EXERCISE DETAILS: If a line of the material holds the string "coastline", please copy it.

• • • • •

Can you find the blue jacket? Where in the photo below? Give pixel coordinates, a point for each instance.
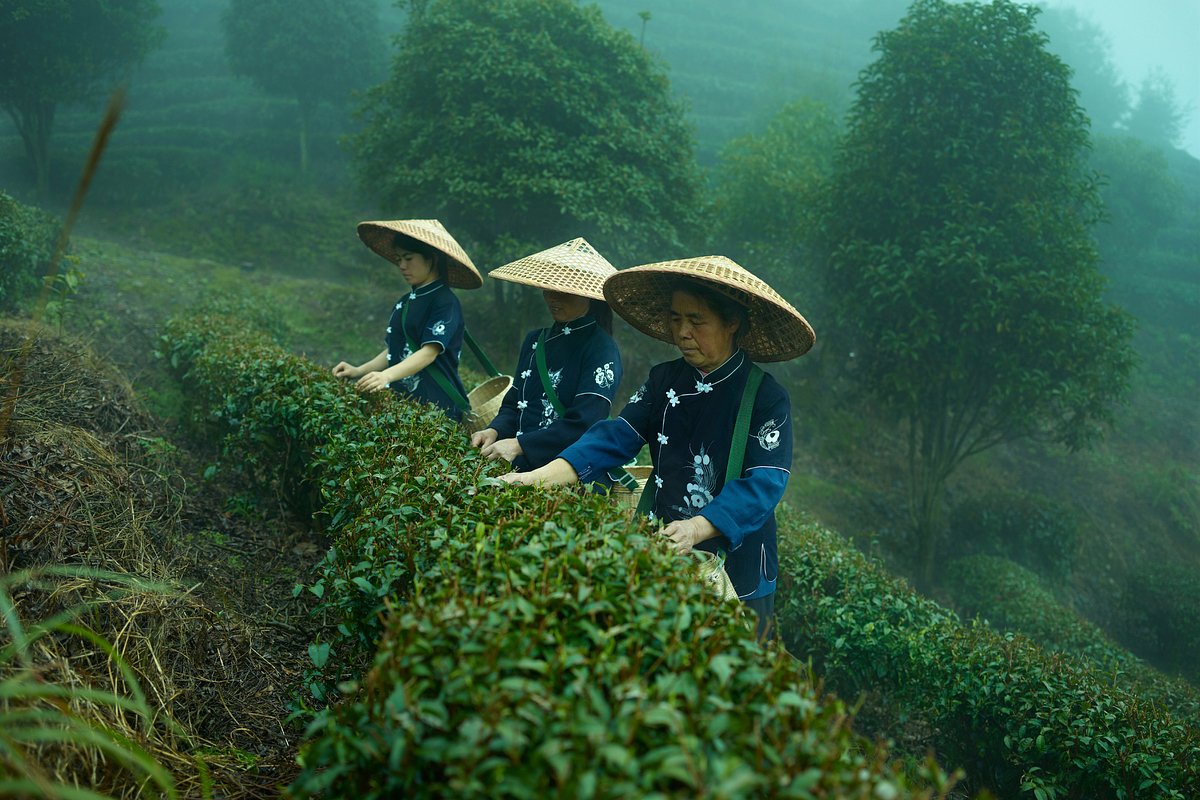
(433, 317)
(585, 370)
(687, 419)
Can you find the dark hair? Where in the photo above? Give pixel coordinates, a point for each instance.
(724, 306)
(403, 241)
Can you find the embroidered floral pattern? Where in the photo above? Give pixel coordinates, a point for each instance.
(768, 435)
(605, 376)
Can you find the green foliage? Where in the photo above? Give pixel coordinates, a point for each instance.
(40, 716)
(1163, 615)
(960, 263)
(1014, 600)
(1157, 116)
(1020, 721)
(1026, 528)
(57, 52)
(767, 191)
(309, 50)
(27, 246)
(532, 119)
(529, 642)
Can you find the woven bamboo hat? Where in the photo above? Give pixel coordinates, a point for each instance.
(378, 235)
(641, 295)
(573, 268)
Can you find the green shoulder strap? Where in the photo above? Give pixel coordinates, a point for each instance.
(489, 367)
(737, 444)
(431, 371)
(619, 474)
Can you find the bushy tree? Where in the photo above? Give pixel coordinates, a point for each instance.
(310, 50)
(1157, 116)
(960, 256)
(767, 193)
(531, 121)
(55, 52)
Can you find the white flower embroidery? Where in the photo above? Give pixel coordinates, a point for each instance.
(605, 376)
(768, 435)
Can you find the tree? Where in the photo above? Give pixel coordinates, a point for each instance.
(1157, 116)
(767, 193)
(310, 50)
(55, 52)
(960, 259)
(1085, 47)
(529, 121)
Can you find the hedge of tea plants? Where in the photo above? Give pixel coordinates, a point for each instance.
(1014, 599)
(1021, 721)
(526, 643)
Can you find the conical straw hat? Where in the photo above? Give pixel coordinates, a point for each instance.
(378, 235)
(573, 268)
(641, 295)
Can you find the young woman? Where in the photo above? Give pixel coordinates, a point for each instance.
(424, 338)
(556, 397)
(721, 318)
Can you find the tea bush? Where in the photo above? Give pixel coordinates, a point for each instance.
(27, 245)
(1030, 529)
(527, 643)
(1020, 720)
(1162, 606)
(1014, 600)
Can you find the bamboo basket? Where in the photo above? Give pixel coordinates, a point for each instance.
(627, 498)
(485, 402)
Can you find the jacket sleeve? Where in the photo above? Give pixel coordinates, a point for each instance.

• • • • •

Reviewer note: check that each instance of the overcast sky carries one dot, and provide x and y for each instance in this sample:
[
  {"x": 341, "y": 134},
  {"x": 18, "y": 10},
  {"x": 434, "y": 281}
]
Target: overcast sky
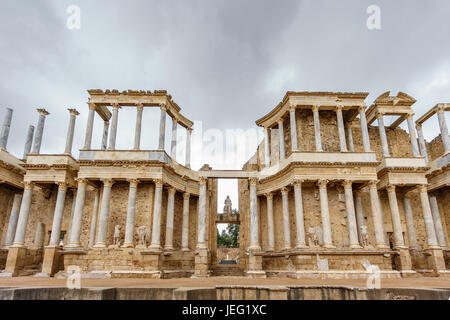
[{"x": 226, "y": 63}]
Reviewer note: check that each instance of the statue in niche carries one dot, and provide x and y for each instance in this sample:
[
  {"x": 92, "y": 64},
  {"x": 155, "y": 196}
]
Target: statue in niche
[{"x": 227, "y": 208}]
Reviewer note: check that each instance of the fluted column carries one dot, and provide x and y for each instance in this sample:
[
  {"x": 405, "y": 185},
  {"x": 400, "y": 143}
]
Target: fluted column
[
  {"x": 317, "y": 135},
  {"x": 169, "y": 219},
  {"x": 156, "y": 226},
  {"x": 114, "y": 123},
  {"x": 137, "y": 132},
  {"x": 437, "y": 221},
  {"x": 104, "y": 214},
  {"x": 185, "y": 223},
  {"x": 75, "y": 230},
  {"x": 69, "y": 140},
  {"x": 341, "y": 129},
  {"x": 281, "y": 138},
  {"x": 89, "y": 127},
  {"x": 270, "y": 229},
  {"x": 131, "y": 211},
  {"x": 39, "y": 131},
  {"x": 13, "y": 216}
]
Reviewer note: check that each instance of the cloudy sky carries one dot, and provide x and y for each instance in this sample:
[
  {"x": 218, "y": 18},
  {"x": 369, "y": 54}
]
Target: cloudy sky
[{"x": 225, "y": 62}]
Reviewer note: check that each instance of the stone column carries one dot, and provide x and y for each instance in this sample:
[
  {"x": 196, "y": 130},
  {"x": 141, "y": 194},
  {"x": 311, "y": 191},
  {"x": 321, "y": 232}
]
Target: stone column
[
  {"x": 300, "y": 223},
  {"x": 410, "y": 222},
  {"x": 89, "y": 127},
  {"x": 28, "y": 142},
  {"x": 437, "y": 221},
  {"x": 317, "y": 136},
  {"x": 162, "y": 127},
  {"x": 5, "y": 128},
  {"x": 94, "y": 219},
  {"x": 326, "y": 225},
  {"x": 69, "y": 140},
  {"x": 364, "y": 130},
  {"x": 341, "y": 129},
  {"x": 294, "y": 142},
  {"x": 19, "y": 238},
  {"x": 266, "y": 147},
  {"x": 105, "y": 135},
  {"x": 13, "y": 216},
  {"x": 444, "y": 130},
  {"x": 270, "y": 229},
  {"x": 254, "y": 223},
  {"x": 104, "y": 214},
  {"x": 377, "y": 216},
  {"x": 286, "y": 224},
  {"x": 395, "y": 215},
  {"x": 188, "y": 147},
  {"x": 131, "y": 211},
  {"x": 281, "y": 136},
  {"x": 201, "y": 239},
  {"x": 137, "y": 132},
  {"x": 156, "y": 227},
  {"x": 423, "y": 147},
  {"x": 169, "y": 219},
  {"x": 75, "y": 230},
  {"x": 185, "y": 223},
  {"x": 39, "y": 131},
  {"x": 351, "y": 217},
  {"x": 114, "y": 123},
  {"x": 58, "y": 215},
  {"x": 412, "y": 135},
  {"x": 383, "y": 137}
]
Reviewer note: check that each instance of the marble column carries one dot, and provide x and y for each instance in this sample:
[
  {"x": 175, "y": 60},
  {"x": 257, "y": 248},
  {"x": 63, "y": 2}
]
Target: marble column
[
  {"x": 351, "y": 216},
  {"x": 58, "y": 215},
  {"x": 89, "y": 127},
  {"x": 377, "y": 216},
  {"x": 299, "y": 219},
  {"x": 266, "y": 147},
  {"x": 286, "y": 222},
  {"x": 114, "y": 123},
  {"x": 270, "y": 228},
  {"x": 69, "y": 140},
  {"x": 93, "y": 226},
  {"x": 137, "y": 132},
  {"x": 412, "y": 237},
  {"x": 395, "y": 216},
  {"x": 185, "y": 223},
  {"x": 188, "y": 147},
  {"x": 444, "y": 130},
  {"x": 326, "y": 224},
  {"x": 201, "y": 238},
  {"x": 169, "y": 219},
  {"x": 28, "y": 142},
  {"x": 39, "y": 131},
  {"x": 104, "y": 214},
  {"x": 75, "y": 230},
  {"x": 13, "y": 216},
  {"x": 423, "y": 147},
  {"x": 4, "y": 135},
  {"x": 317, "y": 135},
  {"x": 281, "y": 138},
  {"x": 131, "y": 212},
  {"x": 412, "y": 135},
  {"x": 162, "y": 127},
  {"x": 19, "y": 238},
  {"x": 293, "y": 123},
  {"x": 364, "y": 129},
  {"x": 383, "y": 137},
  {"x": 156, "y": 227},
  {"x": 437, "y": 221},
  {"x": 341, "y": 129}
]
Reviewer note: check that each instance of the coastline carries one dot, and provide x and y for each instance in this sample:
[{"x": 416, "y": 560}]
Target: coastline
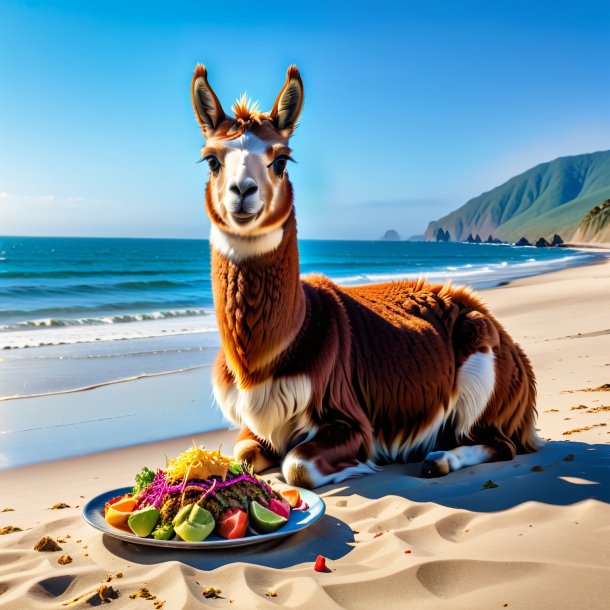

• • • • •

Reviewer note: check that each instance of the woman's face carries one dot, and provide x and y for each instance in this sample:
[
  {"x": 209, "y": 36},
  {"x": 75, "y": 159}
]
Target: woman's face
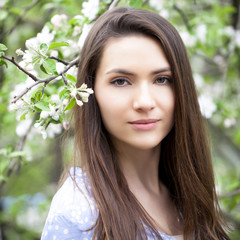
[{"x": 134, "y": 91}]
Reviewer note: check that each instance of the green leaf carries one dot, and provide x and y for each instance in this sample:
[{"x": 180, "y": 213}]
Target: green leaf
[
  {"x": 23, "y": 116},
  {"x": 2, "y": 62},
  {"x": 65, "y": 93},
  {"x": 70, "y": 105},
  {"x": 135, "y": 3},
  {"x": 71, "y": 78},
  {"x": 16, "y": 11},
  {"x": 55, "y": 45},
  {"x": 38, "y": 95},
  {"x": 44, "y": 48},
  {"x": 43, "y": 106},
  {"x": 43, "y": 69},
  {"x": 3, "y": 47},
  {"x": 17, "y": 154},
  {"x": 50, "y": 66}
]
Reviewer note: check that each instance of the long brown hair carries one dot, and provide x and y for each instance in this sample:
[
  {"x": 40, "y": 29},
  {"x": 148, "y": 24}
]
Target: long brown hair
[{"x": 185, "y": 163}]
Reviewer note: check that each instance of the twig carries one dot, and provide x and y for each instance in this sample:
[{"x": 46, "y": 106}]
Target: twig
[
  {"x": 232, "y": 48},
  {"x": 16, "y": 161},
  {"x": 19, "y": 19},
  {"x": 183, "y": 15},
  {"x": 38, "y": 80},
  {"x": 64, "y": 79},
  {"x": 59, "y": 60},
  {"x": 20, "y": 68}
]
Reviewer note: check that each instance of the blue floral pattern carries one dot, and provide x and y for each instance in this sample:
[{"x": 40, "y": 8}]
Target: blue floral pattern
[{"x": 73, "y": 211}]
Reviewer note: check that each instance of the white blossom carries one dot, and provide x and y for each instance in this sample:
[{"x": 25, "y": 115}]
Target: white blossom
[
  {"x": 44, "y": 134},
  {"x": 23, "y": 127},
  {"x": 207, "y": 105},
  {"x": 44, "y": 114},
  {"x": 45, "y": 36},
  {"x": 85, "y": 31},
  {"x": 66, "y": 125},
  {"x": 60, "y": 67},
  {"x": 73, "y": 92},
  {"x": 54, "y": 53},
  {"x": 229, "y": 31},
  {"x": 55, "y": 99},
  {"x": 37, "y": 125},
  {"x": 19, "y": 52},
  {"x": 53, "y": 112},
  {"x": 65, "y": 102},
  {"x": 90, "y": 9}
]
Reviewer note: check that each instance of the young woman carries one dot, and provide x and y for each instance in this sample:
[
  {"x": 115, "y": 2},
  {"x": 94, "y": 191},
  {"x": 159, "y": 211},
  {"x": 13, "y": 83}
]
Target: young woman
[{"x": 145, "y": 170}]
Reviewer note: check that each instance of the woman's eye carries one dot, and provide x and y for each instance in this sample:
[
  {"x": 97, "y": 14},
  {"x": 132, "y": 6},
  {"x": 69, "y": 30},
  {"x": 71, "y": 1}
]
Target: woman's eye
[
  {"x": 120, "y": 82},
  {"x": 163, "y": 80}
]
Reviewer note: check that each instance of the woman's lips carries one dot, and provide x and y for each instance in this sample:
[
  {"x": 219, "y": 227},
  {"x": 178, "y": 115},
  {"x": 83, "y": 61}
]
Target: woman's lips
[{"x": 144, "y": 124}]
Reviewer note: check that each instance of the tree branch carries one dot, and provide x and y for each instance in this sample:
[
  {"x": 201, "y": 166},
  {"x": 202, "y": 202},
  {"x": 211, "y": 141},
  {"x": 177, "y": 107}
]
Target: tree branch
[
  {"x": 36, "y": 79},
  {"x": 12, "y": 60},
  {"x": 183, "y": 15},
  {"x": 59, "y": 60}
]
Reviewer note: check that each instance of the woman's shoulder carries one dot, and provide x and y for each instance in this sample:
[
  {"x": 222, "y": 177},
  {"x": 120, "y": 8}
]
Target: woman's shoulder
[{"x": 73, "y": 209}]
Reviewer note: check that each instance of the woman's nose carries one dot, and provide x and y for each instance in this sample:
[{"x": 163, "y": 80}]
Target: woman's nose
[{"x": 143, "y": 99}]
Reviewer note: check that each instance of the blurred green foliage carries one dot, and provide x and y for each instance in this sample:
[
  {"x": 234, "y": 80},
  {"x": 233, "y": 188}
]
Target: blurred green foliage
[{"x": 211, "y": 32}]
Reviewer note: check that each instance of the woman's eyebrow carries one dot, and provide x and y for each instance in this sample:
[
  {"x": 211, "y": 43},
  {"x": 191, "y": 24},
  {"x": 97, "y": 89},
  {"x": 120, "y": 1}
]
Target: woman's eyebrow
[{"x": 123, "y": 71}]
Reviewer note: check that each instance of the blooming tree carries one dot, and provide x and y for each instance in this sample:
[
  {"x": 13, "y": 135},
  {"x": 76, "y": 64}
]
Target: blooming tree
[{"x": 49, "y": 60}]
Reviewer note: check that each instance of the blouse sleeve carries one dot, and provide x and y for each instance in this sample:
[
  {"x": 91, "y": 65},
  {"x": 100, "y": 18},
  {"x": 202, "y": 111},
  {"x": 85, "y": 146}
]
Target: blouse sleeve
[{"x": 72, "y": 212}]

• • • • •

EXERCISE ANSWER:
Reviewer note: check that each instance of the coastline carries one dot, and provide x and y for each instance in this sample:
Target: coastline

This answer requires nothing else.